(Saved data entries)
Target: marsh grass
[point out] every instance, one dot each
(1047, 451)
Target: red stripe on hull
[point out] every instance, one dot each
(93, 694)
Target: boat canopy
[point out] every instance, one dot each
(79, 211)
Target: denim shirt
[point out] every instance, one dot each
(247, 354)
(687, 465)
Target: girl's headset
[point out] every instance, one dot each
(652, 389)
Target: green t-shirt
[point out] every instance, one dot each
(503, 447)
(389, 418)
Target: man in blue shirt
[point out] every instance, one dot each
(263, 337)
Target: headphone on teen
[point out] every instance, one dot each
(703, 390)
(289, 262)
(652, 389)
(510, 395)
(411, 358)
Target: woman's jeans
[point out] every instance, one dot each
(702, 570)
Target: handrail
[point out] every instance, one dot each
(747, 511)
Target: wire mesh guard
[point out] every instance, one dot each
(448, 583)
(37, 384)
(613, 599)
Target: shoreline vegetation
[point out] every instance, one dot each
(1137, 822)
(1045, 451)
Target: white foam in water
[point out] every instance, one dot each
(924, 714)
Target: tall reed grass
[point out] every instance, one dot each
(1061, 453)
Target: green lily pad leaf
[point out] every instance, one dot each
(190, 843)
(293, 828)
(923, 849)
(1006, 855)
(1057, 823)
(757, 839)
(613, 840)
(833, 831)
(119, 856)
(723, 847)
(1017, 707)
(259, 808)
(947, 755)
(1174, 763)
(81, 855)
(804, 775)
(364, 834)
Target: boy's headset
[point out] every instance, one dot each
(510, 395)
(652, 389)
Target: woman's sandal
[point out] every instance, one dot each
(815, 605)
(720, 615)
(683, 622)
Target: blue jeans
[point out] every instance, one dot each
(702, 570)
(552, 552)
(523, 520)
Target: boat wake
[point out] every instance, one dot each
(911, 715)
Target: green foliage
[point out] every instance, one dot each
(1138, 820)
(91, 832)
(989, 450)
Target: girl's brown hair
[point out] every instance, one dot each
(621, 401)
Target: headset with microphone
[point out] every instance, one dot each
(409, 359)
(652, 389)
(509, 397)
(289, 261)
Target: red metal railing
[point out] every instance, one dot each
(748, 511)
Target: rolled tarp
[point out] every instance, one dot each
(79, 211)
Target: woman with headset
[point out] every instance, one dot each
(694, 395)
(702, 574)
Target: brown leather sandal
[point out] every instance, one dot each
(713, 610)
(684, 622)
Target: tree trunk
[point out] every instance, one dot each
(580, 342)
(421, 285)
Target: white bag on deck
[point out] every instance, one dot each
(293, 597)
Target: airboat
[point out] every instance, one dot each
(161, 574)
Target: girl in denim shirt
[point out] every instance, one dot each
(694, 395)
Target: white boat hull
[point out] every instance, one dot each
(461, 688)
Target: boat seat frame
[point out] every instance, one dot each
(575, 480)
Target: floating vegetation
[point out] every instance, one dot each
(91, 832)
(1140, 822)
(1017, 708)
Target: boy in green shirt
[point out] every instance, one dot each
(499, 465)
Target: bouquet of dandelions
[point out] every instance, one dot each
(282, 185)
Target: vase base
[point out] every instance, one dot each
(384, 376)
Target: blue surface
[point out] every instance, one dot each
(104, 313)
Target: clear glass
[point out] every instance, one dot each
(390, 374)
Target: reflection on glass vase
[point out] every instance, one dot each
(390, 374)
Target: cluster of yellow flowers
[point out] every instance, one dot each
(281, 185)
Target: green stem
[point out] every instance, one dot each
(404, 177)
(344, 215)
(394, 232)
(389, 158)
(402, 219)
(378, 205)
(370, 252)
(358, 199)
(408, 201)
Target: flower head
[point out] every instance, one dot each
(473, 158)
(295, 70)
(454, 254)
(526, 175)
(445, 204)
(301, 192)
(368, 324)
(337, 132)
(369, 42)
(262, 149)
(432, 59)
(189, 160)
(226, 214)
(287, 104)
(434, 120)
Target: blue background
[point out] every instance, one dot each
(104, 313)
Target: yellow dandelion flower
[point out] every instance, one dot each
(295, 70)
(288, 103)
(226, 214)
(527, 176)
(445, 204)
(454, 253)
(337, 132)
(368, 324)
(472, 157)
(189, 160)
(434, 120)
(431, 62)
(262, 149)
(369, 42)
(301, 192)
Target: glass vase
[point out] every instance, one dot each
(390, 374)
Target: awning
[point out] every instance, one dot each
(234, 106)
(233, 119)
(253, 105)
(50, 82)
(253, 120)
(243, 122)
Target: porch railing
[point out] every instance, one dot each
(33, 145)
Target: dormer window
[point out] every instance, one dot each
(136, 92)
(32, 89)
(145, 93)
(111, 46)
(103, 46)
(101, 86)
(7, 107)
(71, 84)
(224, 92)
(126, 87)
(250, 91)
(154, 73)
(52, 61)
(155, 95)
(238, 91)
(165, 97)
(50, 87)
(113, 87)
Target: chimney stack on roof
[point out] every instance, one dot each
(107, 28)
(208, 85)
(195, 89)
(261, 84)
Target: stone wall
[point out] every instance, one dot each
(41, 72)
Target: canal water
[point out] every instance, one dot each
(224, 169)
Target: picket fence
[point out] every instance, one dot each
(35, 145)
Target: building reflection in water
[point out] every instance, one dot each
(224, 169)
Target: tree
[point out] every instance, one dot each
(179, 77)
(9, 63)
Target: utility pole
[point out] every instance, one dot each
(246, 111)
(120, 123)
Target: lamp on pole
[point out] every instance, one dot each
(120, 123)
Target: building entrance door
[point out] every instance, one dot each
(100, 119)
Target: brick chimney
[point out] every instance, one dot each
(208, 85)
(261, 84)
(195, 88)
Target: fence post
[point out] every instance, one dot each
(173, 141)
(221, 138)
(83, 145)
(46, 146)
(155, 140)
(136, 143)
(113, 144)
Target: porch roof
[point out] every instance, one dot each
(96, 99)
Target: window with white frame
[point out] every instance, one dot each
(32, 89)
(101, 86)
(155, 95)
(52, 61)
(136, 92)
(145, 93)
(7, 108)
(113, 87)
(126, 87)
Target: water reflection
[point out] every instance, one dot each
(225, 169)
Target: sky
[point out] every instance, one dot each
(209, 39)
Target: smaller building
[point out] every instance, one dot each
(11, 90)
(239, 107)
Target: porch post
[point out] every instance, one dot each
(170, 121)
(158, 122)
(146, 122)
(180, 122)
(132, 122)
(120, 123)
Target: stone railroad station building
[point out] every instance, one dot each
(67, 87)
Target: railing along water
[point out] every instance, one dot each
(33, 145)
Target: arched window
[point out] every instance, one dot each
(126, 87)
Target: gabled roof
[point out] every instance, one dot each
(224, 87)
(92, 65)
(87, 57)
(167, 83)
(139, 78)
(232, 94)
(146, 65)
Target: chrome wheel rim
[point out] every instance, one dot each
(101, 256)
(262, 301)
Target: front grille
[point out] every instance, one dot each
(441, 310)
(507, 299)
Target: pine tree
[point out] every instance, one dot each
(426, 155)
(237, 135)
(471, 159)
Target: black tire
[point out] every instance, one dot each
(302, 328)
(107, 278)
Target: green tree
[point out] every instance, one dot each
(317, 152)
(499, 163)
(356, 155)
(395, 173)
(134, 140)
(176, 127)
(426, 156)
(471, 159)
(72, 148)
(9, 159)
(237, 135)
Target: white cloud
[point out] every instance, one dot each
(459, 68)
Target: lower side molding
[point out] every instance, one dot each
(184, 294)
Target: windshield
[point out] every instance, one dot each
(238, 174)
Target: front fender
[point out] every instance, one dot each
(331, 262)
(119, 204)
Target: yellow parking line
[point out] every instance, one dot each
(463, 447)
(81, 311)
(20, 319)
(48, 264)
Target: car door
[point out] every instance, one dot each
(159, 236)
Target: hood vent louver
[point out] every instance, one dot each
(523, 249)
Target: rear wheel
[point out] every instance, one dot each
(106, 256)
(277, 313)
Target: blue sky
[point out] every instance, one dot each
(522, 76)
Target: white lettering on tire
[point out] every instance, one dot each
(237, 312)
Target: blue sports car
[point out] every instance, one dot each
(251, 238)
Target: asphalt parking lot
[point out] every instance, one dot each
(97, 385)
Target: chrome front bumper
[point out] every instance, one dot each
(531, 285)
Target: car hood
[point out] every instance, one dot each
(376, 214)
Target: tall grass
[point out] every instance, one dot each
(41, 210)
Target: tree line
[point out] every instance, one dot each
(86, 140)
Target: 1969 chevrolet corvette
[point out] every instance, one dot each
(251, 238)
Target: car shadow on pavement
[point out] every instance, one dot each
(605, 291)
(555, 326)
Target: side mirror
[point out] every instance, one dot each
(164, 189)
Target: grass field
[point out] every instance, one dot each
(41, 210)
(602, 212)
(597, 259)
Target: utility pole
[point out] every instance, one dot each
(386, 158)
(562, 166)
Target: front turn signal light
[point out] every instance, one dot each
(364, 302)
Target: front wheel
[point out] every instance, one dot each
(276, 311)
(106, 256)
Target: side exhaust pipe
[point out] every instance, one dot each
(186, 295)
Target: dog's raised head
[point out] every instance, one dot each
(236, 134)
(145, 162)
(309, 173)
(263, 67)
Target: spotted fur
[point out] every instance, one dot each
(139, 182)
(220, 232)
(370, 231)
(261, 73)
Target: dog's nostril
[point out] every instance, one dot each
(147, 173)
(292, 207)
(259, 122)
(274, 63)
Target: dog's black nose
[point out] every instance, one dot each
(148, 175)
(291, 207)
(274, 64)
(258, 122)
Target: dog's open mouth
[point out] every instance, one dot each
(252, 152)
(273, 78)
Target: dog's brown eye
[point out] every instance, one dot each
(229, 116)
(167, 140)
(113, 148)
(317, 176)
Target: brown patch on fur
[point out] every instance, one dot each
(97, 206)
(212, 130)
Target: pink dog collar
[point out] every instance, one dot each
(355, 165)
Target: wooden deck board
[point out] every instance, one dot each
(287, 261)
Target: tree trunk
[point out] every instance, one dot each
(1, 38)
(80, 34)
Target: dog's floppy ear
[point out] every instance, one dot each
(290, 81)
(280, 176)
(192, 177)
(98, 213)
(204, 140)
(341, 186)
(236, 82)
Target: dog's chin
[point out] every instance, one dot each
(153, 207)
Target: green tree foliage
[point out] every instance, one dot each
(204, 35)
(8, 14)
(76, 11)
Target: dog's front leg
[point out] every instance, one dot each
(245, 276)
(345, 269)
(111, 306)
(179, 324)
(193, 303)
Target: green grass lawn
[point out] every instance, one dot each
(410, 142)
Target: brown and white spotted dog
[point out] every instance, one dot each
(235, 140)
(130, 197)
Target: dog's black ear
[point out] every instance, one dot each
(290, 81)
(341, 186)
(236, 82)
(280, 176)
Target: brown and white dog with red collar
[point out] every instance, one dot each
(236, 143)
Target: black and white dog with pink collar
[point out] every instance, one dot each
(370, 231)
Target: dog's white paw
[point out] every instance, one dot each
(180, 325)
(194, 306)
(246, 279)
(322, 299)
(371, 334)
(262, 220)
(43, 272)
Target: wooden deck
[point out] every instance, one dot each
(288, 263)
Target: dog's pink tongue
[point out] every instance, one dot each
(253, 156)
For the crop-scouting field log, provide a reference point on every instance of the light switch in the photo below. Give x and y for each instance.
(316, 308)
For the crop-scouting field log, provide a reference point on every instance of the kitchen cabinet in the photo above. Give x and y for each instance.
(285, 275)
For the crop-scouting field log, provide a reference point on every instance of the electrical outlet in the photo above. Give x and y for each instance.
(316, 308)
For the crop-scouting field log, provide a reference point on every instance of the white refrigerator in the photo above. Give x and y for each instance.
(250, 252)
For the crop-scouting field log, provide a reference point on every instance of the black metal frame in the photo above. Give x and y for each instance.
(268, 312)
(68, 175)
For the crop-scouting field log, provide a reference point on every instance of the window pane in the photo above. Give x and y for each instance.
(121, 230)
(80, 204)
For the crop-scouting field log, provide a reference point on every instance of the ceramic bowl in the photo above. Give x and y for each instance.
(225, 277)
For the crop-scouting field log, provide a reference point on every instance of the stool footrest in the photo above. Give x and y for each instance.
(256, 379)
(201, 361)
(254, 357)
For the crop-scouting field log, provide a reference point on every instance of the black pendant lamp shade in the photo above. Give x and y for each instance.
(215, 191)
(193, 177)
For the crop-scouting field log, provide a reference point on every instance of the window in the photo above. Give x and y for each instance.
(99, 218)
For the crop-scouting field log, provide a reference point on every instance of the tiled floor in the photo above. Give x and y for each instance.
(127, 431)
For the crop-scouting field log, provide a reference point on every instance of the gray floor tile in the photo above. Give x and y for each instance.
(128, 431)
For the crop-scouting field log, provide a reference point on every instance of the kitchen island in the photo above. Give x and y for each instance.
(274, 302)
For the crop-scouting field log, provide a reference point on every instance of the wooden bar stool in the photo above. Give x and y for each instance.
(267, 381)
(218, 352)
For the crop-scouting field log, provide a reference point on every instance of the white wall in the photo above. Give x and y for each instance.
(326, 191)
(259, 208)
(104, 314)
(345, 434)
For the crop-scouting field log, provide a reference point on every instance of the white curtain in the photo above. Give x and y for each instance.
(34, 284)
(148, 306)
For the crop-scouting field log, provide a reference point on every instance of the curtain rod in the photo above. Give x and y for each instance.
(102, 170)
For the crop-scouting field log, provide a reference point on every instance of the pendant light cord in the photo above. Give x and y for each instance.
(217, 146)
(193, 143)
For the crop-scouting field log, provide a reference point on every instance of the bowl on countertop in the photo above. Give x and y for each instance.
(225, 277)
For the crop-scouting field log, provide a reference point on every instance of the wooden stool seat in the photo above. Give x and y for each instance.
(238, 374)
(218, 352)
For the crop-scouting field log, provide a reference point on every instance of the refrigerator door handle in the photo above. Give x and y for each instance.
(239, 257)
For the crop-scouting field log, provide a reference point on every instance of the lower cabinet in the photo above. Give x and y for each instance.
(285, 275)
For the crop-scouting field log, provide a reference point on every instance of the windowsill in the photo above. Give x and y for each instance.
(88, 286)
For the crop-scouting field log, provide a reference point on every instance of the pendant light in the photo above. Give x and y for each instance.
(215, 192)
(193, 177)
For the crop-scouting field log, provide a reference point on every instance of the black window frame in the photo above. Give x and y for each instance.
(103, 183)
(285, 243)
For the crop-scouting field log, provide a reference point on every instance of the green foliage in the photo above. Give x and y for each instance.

TASK GOAL: Using the records above, set down exactly the lines from the one with "Target: asphalt parking lot" through the one with "Target: grass field", inclusive, and nothing more.

WRITTEN ANSWER:
Target: asphalt parking lot
[point out] every instance, one dot each
(97, 385)
Target: chrome front bumper
[point out] every instance, one dot each
(531, 285)
Target: car hood
[point out] every instance, one dot each
(376, 214)
Target: tall grass
[point out] every instance, one dot each
(41, 210)
Target: tree line
[point out] every instance, one dot each
(86, 140)
Target: 1969 chevrolet corvette
[point out] every instance, one dot each
(251, 238)
Target: car shadow on pavement
[point out] every instance, one dot each
(605, 291)
(555, 326)
Target: side mirror
[point out] every instance, one dot each
(164, 189)
Target: grass field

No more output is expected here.